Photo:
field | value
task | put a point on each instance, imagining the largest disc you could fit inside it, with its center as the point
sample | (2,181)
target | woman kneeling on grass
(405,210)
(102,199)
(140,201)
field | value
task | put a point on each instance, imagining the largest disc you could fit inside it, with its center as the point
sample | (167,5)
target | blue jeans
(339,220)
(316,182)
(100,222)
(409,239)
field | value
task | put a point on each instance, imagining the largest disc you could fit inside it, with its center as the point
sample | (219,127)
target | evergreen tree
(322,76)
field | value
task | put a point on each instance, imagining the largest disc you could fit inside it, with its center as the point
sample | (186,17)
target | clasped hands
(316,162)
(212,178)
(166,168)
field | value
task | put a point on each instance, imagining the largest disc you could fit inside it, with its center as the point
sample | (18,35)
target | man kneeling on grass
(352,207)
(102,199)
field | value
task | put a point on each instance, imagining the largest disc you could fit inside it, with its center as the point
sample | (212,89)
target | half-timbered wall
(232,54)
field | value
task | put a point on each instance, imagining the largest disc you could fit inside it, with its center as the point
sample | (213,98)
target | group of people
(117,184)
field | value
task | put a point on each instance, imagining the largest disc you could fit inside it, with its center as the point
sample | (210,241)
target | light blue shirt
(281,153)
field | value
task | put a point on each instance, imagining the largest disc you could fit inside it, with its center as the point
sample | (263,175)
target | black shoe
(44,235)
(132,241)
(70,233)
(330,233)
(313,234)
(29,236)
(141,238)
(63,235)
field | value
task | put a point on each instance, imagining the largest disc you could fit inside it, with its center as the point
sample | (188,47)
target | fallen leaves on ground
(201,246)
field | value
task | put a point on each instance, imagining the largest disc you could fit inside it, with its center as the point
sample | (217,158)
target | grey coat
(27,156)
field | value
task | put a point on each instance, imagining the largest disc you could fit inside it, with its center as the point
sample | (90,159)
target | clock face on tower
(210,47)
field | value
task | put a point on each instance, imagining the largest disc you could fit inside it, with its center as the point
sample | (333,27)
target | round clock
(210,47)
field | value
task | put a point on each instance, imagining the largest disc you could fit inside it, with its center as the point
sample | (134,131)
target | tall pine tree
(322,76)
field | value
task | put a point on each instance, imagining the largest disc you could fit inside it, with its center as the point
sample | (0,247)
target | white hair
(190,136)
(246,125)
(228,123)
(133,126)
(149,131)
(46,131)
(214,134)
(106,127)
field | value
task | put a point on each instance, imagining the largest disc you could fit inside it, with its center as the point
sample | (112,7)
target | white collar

** WORK TO COMPLETE **
Repeat all of the records above exactly as they appear.

** EXPECTED ANSWER **
Photo:
field | value
task | put a point on each instance, imagining the largest disc you could fit inside it, with its center as the point
sample | (2,181)
target | woman kneeling on grass
(405,210)
(102,199)
(140,201)
field | value
task | put a point on each instance, imagining the largest disc you could fit inside it, with its center as the point
sample | (167,5)
target | blue jeans
(339,220)
(316,182)
(100,222)
(409,239)
field | value
task | put a point on each instance, imagining the largest disc you could fit inside it, with its center as the point
sample | (219,127)
target | evergreen tree
(322,76)
field | value
task | put a point on each instance, imagining the largest disc you could fit inside it, with its center as the point
sample | (186,17)
target | clasped hands
(316,162)
(212,178)
(166,168)
field | value
task | put a point on each instance, imagining the largest disc you could fit inside it, with its center as the point
sample | (18,35)
target | man kneeling on grass
(352,207)
(102,199)
field | value
task | put a point on each instance, imagining the largest disc you could fit inside it, with its center as the point
sample | (212,89)
target | half-timbered wall
(232,54)
field | value
task | put a point on each instance, imagining the largest disc you could fit inside it, with its center as the point
sample | (213,98)
target | group of people
(117,184)
field | value
task | put a point on each instance, imagining the largest disc you could fit inside it, with its center as the point
sample | (210,241)
target | light blue shirt
(281,153)
field | value
task | put a point on each instance, imagining the largest disc you could fit inside it, with its center as the point
sample | (263,175)
target | black shoe
(44,235)
(132,241)
(70,233)
(330,233)
(313,234)
(29,236)
(141,238)
(63,235)
field | value
task | put a point on each instance, imagining the largest disc you could fit inside it, with its center as the point
sample | (188,47)
target | fallen leaves on ground
(201,246)
field | value
task | put a point on each instance, imagining the largest disc you could fit inside it, with its center as the point
sample | (217,158)
target | grey coat
(27,156)
field | value
task | put a point on each instance, imagining the largest disc you could fit inside it, with its center as the point
sample | (90,159)
target | clock face on tower
(210,47)
field | value
task | put a point on each instance, imagining the largest disc you could fit inside it, with its center as the point
sample | (333,27)
target | round clock
(210,47)
field | value
task | put a point on each instance, imagining the largest disc you could fit inside it, with its center as the point
sample | (134,131)
target | tall pine tree
(322,76)
field | value
task | put a point on each instance, imagining the largest disc you could fit inside it, with its center as the point
sample | (0,247)
target | white hair
(190,136)
(246,125)
(228,123)
(133,126)
(149,131)
(46,131)
(214,134)
(106,127)
field | value
task | put a point on each instance, imagining the largest disc you could fit inside it, with its center as the point
sample | (112,7)
target | white collar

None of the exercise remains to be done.